→ To do
Change every "tag" in the material below to "mark" and keep everything else the same. Leave the pictures out of your answer.

☆ ☆ ☆ ☆ ☆

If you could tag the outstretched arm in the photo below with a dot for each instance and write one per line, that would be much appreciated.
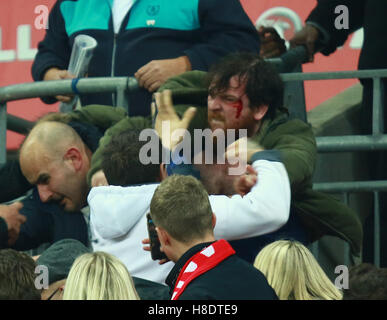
(263, 210)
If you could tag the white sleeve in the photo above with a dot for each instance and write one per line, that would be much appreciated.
(263, 210)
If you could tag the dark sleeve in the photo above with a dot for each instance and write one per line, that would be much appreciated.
(225, 28)
(3, 234)
(39, 225)
(13, 184)
(323, 16)
(54, 50)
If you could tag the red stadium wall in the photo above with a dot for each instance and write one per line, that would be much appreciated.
(21, 30)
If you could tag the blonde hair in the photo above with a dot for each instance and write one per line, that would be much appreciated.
(99, 276)
(294, 273)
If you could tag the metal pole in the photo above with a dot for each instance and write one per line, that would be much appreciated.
(3, 133)
(347, 251)
(376, 230)
(377, 107)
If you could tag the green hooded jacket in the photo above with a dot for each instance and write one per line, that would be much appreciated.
(320, 213)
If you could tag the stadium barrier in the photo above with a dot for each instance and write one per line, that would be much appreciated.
(294, 100)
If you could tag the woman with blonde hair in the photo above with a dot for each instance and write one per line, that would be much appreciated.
(99, 276)
(294, 273)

☆ ☆ ☆ ☆ ☆

→ Exercise output
If you could mark the outstretched arm in the photo below with a dot for each instance and write one per line, that would be much appreciated.
(263, 210)
If you could mark the white sleeve in the photo above with a dot for each instance and write one per line, that would be much appreciated.
(263, 210)
If you could mark the dark sleeve in the photo above with a dot for each instance and write one per line, that would be much appreciated.
(225, 28)
(3, 234)
(39, 225)
(13, 184)
(323, 16)
(54, 50)
If you could mark the red stadium wall in the photo above with a dot for each instance and write one per line, that would be much appreciated.
(21, 30)
If you could mark the blonde hair in the photo above with a dot for each instance and write one per line, that would be much appreciated.
(99, 276)
(294, 273)
If you could mark the metal pole in the photo above with a dot for each instance and write one per line, that would be much appreciated.
(3, 133)
(347, 251)
(376, 230)
(377, 107)
If you could mark the green hooded jacket in the photo above with a dot for each instance and write one per line, that would be much appreciated.
(320, 213)
If you could mark the stadium barrier in the photo above with a dot for each instance and write one per line, that would be much appreciated.
(294, 100)
If you could mark the woman with blonde hair in the photo above with a dot for each instance and write one per line, that would be much appreciated.
(99, 276)
(294, 273)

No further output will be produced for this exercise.